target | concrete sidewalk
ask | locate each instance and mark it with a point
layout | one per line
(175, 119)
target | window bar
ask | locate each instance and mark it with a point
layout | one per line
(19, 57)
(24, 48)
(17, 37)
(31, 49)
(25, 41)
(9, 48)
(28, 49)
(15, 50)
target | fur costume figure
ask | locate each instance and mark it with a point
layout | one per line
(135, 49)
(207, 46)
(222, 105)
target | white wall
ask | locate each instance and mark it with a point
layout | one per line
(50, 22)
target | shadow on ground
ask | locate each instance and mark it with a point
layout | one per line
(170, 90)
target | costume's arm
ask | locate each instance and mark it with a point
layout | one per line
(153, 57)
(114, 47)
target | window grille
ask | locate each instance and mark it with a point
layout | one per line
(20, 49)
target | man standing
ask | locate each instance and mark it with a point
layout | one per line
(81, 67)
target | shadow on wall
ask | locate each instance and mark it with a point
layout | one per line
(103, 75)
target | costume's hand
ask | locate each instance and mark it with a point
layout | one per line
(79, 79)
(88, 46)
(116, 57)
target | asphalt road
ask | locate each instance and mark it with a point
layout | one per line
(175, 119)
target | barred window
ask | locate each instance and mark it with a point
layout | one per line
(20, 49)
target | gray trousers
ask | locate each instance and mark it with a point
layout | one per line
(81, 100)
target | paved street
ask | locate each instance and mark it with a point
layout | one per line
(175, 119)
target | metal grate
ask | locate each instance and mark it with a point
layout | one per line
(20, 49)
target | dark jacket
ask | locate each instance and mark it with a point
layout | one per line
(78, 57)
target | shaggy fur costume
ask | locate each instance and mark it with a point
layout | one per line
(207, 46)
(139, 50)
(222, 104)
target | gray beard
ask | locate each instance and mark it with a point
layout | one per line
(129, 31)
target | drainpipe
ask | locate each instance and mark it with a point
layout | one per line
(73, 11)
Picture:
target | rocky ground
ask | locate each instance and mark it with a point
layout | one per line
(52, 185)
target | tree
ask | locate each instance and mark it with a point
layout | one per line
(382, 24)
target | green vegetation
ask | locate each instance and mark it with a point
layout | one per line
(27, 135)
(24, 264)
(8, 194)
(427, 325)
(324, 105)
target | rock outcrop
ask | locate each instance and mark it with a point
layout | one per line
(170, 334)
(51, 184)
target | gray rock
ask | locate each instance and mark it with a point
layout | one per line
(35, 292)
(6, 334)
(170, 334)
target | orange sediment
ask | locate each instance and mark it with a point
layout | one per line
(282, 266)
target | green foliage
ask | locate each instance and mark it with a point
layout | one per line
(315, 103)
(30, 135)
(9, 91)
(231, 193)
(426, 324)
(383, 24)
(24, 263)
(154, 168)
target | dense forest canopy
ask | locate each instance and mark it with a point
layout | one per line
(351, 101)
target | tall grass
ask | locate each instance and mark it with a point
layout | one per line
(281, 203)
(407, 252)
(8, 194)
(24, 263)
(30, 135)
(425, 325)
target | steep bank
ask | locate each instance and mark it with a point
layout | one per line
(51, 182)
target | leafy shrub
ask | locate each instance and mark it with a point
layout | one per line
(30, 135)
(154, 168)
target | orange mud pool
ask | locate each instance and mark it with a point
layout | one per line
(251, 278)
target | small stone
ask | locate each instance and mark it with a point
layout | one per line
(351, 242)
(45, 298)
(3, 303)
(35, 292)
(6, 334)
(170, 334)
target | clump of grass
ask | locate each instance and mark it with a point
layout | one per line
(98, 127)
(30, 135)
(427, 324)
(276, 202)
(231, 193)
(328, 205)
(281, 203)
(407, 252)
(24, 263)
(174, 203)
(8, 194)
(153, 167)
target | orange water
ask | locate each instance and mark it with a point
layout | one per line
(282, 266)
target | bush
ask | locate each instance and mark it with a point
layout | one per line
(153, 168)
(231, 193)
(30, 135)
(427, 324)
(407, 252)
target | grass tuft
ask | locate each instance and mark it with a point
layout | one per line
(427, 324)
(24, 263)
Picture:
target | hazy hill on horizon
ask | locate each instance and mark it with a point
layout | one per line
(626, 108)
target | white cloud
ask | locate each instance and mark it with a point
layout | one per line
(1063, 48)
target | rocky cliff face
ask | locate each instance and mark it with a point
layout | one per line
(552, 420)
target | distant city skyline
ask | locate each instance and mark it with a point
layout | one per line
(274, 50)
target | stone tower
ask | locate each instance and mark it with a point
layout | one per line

Your task: Reproduce the material from the line that contains "target | orange water" through its final line, shifting every point coordinate in the answers up by 115 and keeping all other lines unchanged.

Solution for this exercise:
target | orange water
ask | locate each instance and mark it with a point
layout | one per line
(397, 381)
target | bush
ask | locate each instance and mark it with a point
layout | one per line
(268, 283)
(346, 308)
(145, 250)
(542, 439)
(522, 367)
target | grass tuft
ask | locate each instance and mark it with a point
layout | one per line
(542, 439)
(139, 378)
Picture:
target | hazy hill on horizon
ask | locate each instance and mark it with a point
layout | one per line
(741, 223)
target | white cloud
ask | locate each instance and mark it with a point
layout | one per line
(1178, 163)
target | rocky cliff face
ask | locate each instance and mark it with a point
layout | one per line
(667, 535)
target | distant city skyline
ask | locate each instance and mark it with a point
layout | one per line
(389, 165)
target | stone tower
ask | locate each instance and mark it with a point
layout | one per line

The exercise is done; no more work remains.